**What the task requires**
In the entries that follow, find the line containing "form [(349, 788)]."; from there, copy every line exactly through the line containing "form [(524, 876)].".

**Data excerpts**
= = =

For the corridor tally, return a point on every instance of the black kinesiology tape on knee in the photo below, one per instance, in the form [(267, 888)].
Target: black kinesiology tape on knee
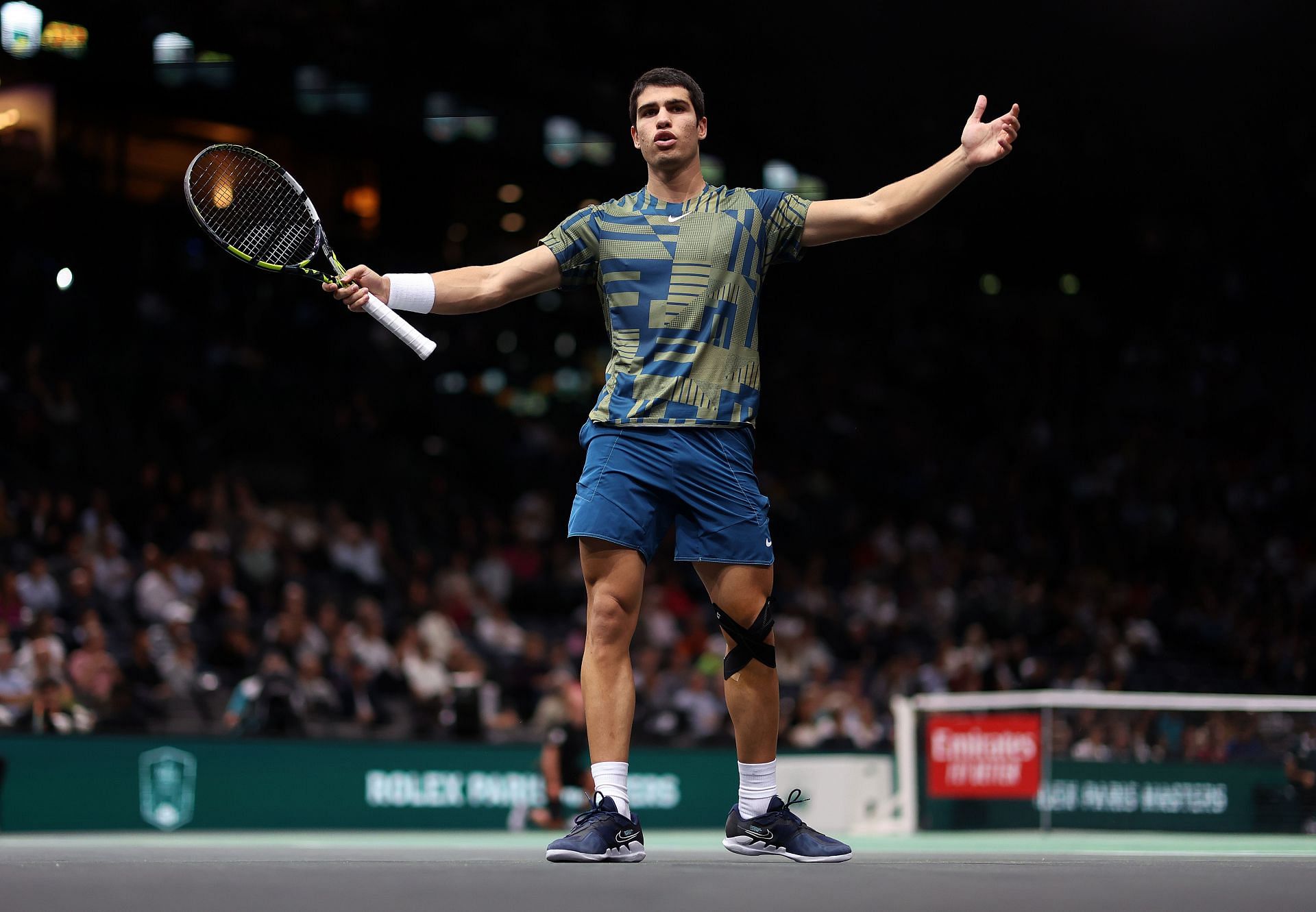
[(749, 643)]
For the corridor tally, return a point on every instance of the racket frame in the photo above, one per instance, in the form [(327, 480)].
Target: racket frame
[(422, 345)]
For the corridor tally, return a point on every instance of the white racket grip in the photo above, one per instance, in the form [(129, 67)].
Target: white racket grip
[(398, 327)]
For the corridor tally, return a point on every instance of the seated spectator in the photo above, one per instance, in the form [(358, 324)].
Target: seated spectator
[(53, 711), (37, 589), (93, 670), (269, 702)]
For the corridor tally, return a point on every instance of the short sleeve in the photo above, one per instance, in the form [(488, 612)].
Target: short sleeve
[(576, 244), (783, 215)]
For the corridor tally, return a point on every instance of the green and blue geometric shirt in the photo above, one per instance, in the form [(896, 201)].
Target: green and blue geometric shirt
[(681, 286)]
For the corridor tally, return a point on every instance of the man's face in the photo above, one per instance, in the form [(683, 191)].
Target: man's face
[(666, 131)]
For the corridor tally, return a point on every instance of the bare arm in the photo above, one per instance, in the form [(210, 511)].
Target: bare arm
[(905, 200), (467, 290)]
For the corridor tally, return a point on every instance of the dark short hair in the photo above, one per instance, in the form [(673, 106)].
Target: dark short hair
[(668, 77)]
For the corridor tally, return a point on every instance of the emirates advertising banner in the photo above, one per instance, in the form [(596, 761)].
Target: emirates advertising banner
[(985, 756)]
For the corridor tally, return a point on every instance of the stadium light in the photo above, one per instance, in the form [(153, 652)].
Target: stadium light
[(65, 38), (20, 29), (171, 48), (781, 175)]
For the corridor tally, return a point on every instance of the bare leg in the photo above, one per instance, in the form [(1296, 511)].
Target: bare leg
[(752, 694), (613, 580)]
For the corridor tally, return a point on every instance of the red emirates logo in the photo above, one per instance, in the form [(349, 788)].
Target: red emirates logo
[(984, 756)]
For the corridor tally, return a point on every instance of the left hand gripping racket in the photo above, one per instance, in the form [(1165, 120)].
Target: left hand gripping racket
[(256, 211)]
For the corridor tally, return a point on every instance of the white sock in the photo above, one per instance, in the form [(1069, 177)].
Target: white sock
[(758, 785), (611, 779)]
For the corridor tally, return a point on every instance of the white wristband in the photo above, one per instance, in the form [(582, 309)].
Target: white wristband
[(411, 291)]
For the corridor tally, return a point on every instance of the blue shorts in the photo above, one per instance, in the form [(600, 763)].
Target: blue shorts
[(639, 480)]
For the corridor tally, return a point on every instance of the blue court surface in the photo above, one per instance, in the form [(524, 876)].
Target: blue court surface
[(686, 870)]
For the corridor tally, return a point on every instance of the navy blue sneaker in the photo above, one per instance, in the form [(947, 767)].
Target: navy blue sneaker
[(781, 833), (602, 833)]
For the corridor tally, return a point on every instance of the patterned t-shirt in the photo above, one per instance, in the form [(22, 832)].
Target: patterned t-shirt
[(681, 286)]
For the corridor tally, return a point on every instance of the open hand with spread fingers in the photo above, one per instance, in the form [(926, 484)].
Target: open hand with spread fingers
[(991, 141)]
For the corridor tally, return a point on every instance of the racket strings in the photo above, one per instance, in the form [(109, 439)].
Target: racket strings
[(252, 207)]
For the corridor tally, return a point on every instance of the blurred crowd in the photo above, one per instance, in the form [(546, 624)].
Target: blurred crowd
[(230, 506)]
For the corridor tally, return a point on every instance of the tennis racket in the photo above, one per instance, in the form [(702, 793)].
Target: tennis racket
[(256, 211)]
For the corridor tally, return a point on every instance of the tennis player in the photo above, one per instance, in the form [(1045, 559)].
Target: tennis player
[(679, 269)]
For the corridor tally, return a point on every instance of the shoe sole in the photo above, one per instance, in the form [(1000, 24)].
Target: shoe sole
[(748, 846), (623, 854)]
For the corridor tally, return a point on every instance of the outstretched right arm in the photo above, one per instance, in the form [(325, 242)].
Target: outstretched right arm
[(467, 290)]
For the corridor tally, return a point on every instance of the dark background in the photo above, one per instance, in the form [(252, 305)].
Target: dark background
[(1141, 449)]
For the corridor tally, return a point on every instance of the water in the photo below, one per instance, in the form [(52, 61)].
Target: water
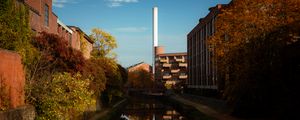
[(150, 108)]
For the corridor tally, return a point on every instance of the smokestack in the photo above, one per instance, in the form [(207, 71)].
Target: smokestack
[(155, 27), (154, 35)]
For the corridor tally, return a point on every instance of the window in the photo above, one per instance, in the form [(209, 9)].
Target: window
[(46, 19)]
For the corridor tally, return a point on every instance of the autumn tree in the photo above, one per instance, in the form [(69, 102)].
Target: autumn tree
[(249, 45), (104, 43)]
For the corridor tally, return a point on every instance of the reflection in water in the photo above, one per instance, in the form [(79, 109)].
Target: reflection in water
[(150, 109)]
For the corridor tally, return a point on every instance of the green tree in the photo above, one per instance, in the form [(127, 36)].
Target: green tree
[(104, 43), (65, 97), (140, 79), (15, 33)]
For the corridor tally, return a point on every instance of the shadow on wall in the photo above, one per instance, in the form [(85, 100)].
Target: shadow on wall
[(12, 80)]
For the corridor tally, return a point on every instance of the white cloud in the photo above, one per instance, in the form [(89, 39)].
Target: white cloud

= = =

**Task solution**
For the corridor tally, return a point on every instance of the red emirates logo in the photo above, one per instance, in the form [(349, 788)].
Target: red emirates logo
[(984, 756)]
For the corridor tally, return a point on every instance of the left hand gripping racket in the photo above, one per instance, in the form [(1165, 120)].
Target: left hand gripping racket
[(256, 211)]
For the corridor tally, return a point on every instance of the white sock in the photo above, one per instance, in the form [(1069, 177)].
Target: white sock
[(758, 785), (611, 779)]
For the corridor tally, return a point on every instance of the white wristband in the photo above, one per instance, in the form [(582, 309)].
Target: white wristband
[(411, 291)]
For the corridor tally, return a point on every instance of the blue shorts in the photo above, one per instance, in the form [(600, 763)].
Target: blue shorts
[(639, 480)]
For the corridor tally, return a point on every instance of the blue court surface in the photo above, one per instance, in the form [(524, 876)].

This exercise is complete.